__Set problem__:
Reproduce every entry in the listing without alteration.

__Recorded information__:
------------------------------

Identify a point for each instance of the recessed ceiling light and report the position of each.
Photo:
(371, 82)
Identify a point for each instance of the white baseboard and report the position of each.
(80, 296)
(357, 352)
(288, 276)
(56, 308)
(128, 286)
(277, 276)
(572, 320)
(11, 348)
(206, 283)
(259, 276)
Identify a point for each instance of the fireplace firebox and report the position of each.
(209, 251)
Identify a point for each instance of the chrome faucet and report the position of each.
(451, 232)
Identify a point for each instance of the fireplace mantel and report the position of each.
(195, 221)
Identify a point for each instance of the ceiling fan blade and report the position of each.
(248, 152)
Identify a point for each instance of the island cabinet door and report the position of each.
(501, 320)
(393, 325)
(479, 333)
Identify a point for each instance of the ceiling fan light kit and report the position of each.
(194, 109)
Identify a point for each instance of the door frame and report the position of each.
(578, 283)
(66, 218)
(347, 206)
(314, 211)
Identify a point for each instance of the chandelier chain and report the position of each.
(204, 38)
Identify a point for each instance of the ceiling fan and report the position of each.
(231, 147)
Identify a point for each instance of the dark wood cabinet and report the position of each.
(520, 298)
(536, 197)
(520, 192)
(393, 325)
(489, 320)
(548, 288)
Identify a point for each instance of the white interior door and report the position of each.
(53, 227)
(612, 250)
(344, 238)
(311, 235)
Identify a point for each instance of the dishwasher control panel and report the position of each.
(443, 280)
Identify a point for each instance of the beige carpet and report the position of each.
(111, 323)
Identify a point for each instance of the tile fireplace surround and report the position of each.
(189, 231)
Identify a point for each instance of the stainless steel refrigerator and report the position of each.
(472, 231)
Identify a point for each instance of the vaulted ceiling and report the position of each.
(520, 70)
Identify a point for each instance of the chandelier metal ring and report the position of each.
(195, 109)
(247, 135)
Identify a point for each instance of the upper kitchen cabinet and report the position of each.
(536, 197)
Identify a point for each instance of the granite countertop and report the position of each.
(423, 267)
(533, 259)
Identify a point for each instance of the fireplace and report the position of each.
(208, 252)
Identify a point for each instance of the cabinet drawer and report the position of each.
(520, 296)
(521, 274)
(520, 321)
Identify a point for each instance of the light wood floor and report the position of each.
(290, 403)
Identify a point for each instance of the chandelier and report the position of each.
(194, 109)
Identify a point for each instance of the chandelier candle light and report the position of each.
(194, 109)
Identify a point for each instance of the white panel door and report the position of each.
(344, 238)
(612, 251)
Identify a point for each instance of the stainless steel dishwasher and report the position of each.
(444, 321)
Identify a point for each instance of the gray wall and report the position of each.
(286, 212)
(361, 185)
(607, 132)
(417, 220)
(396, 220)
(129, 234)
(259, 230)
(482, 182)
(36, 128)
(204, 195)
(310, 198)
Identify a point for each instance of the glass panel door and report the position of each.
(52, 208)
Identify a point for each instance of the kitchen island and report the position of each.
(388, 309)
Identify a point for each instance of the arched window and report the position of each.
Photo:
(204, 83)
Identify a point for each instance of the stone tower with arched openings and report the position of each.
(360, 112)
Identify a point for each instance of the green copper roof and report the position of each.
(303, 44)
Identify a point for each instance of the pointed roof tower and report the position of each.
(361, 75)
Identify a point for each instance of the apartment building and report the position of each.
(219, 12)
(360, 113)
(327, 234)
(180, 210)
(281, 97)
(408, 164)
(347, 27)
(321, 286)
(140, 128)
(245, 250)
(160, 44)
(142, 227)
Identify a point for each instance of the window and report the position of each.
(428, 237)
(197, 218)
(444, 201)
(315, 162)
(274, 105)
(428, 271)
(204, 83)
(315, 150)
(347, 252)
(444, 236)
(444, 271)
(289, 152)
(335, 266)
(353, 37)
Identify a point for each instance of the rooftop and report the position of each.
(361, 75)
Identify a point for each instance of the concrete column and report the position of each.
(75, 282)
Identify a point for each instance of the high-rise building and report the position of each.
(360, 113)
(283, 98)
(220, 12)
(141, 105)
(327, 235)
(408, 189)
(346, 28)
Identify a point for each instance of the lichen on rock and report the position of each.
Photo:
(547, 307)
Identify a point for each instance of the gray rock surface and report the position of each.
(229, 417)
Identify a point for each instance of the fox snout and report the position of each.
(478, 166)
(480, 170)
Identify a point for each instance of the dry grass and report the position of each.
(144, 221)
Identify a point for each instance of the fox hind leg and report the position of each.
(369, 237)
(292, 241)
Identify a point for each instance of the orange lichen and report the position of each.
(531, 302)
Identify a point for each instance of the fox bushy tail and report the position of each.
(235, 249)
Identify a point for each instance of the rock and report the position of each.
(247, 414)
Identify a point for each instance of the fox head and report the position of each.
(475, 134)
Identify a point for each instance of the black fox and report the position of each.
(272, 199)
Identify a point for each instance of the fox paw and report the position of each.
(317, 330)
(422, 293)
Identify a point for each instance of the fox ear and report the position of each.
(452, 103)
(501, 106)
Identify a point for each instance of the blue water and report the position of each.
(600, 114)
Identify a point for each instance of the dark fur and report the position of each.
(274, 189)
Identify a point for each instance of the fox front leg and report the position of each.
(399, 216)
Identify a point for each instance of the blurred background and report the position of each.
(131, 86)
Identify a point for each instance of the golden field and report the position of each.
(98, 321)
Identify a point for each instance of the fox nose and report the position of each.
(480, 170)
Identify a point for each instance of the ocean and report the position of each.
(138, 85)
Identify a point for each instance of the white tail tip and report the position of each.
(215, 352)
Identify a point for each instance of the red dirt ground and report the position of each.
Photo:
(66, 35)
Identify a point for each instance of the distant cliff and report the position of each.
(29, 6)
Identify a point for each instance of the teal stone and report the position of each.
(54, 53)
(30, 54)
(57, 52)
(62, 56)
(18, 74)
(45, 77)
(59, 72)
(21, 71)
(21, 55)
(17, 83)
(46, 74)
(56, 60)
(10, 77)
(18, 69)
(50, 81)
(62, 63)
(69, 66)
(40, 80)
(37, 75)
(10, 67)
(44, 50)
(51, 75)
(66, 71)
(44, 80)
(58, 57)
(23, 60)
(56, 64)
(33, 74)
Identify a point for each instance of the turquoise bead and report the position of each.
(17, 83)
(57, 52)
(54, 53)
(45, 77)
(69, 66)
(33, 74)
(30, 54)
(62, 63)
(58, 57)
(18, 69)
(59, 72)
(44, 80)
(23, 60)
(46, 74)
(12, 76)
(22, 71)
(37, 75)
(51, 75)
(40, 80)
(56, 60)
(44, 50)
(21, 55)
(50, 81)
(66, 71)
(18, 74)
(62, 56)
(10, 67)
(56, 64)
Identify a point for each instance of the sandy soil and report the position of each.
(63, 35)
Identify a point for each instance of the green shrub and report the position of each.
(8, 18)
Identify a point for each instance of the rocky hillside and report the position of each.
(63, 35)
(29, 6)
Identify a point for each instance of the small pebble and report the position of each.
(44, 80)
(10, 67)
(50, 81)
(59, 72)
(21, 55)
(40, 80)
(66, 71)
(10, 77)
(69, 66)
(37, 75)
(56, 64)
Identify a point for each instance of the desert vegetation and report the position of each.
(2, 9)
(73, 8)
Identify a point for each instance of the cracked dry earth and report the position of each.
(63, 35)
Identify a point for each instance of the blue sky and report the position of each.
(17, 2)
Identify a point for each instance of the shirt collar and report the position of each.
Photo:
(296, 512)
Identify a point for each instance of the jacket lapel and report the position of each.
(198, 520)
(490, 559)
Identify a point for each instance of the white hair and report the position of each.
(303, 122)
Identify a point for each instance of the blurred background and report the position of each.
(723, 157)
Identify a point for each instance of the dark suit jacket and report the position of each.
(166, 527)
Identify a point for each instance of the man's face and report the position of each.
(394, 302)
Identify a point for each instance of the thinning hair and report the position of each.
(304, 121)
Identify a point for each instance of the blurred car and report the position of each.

------------------------------

__Finished answer__:
Identify a point for each instance of the recessed ceiling light and report the position of each.
Photo:
(371, 82)
Identify a point for each instance of the white baseboard and report the position of each.
(80, 296)
(357, 352)
(288, 276)
(56, 308)
(128, 286)
(277, 276)
(572, 320)
(11, 348)
(206, 283)
(259, 276)
Identify a point for each instance of the fireplace firebox and report the position of each.
(209, 251)
Identify a point for each instance of the chrome faucet and report the position of each.
(451, 232)
Identify a point for each instance of the fireplace mantel and report the position of each.
(195, 221)
Identify a point for each instance of the ceiling fan blade and report the position of each.
(248, 152)
Identify a point for each instance of the island cabinet door and report the position of each.
(501, 320)
(393, 325)
(479, 333)
Identify a point for each instance of the ceiling fan light kit and report the position of each.
(194, 109)
Identify a point for each instance of the door frame and report the position of each.
(578, 283)
(66, 218)
(347, 206)
(314, 211)
Identify a point for each instance of the chandelier chain and report the position of each.
(204, 38)
Identify a point for each instance of the ceiling fan and report the position of each.
(231, 147)
Identify a point for each instance of the dark wood cabinet and report the position of each.
(520, 298)
(536, 197)
(520, 192)
(393, 325)
(489, 320)
(548, 288)
Identify a point for each instance of the white interior door and report the position of each.
(53, 227)
(612, 250)
(344, 238)
(311, 235)
Identify a point for each instance of the dishwasher control panel and report the position of each.
(443, 280)
Identify a point for each instance of the beige carpet and report the position of each.
(111, 323)
Identify a point for each instance of the tile fireplace surround and report the position of each.
(189, 231)
Identify a point for each instance of the stainless steel refrigerator and report the position of each.
(472, 231)
Identify a point for each instance of the vaulted ceiling and report the position of each.
(520, 70)
Identify a point for each instance of the chandelier metal ring and report the position of each.
(195, 109)
(247, 135)
Identify a point for each instance of the upper kitchen cabinet and report the position of each.
(536, 197)
Identify a point for each instance of the granite countertop and report the position of each.
(423, 267)
(533, 259)
Identify a point for each instance of the fireplace and report the position of each.
(208, 252)
Identify a point for each instance of the cabinet drawer and report the position of each.
(520, 296)
(521, 274)
(520, 321)
Identify a point for each instance of the light wood floor and report the position of each.
(290, 403)
Identify a point for each instance of the chandelier and report the position of each.
(194, 109)
Identify a point for each instance of the chandelier candle light and report the position of each.
(194, 109)
Identify a point for each instance of the white panel door and report the position of each.
(344, 238)
(612, 251)
Identify a point for each instance of the stainless steel dishwasher and report the position of each.
(444, 321)
Identify a point for each instance of the gray wall and report the position of each.
(286, 212)
(361, 185)
(607, 132)
(417, 220)
(396, 220)
(129, 234)
(259, 230)
(482, 182)
(36, 128)
(204, 195)
(310, 198)
Identify a point for each instance of the glass panel door and report the position of each.
(52, 208)
Identify a point for each instance of the kitchen island and report the position of each.
(388, 309)
Identify a point for each instance of the arched window and report the position of each.
Photo:
(204, 83)
Identify a point for each instance of the stone tower with arched openings and report the position of each.
(360, 112)
Identify a point for each instance of the green copper roof and report the position of each.
(303, 44)
Identify a point for each instance of the pointed roof tower and report the position of each.
(361, 75)
Identify a point for each instance of the apartment building and report the position of each.
(219, 12)
(360, 113)
(327, 234)
(180, 210)
(281, 97)
(408, 164)
(347, 27)
(321, 286)
(140, 128)
(245, 250)
(160, 44)
(142, 227)
Identify a point for each instance of the window and report the position of each.
(428, 237)
(197, 218)
(444, 201)
(315, 162)
(274, 105)
(428, 271)
(204, 83)
(315, 150)
(347, 252)
(444, 236)
(444, 271)
(289, 152)
(335, 266)
(353, 37)
Identify a point for each instance of the rooftop and report the position of each.
(361, 75)
Identify a point for each instance of the concrete column and report the position of each.
(75, 282)
Identify a point for each instance of the high-rise building and report the position of each.
(360, 113)
(283, 98)
(220, 12)
(141, 105)
(327, 235)
(408, 189)
(346, 28)
Identify a point for each instance of the lichen on rock and report the position of each.
Photo:
(547, 307)
Identify a point for each instance of the gray rock surface and report the position of each.
(229, 417)
Identify a point for each instance of the fox snout and report the position of each.
(478, 166)
(480, 170)
Identify a point for each instance of the dry grass and report the position of each.
(144, 221)
Identify a point for each instance of the fox hind leg and report the position of each.
(369, 237)
(292, 241)
Identify a point for each instance of the orange lichen and report the position of each.
(531, 302)
Identify a point for each instance of the fox bushy tail and report the position of each.
(235, 249)
Identify a point for each instance of the rock and report the position of each.
(247, 414)
Identify a point for each instance of the fox head and report the position of each.
(475, 134)
Identify a point for each instance of the black fox and report the position of each.
(272, 199)
Identify a point for each instance of the fox paw and report the position of each.
(317, 330)
(422, 293)
Identify a point for each instance of the fox ear and report the position of each.
(452, 103)
(501, 106)
Identify a point for each instance of the blue water and report the position of each.
(600, 114)
Identify a point for each instance of the dark fur and report the position of each.
(274, 189)
Identify a point for each instance of the fox front leg and report the position of each.
(399, 216)
Identify a point for each instance of the blurred background and report the position of each.
(131, 86)
Identify a point for each instance of the golden field and report the position of each.
(98, 321)
Identify a point for each instance of the fox nose and report the position of each.
(480, 170)
Identify a point for each instance of the ocean and report the position of each.
(138, 85)
Identify a point for each instance of the white tail tip and report the position of each.
(215, 352)
Identify a point for each instance of the red dirt ground and report the position of each.
Photo:
(66, 35)
Identify a point for each instance of the distant cliff and report the position of each.
(29, 6)
Identify a point for each instance of the teal stone and report the position of each.
(54, 53)
(30, 54)
(57, 52)
(62, 56)
(18, 74)
(45, 77)
(59, 72)
(21, 71)
(21, 55)
(17, 83)
(46, 74)
(56, 60)
(10, 77)
(18, 69)
(50, 81)
(62, 63)
(69, 66)
(40, 80)
(37, 75)
(10, 67)
(44, 50)
(51, 75)
(66, 71)
(44, 80)
(58, 57)
(23, 60)
(56, 64)
(33, 74)
Identify a point for each instance of the turquoise bead and report the position of each.
(17, 83)
(57, 52)
(54, 53)
(45, 77)
(69, 66)
(33, 74)
(30, 54)
(62, 63)
(58, 57)
(18, 69)
(59, 72)
(44, 80)
(23, 60)
(46, 74)
(12, 76)
(22, 71)
(37, 75)
(51, 75)
(40, 80)
(56, 60)
(44, 50)
(21, 55)
(50, 81)
(66, 71)
(18, 74)
(62, 56)
(10, 67)
(56, 64)
Identify a point for each instance of the sandy soil and report the position of each.
(63, 35)
Identify a point for each instance of the green shrub and report the position of each.
(8, 18)
Identify a point for each instance of the rocky hillside and report the position of each.
(63, 35)
(29, 6)
Identify a point for each instance of the small pebble and report the position of each.
(44, 80)
(10, 67)
(50, 81)
(59, 72)
(21, 55)
(40, 80)
(66, 71)
(10, 77)
(69, 66)
(37, 75)
(56, 64)
Identify a point for each instance of the desert vegetation and report the position of each.
(2, 9)
(73, 8)
Identify a point for each instance of the cracked dry earth and report the position of each.
(63, 35)
Identify a point for each instance of the blue sky and report the position of each.
(17, 2)
Identify a point for each instance of the shirt collar and report the position of each.
Photo:
(296, 512)
Identify a point for each instance of the jacket lapel and report the position of each.
(198, 520)
(490, 559)
Identify a point for each instance of the white hair and report the position of each.
(303, 122)
Identify a point for each instance of the blurred background and report the position of each.
(723, 157)
Identify a point for each instance of the dark suit jacket and report the position of each.
(166, 527)
Identify a point for each instance of the man's face and report the position of each.
(394, 302)
Identify a point for each instance of the thinning hair and report the position of each.
(304, 121)
Identify a point for each instance of the blurred car and report the position of each.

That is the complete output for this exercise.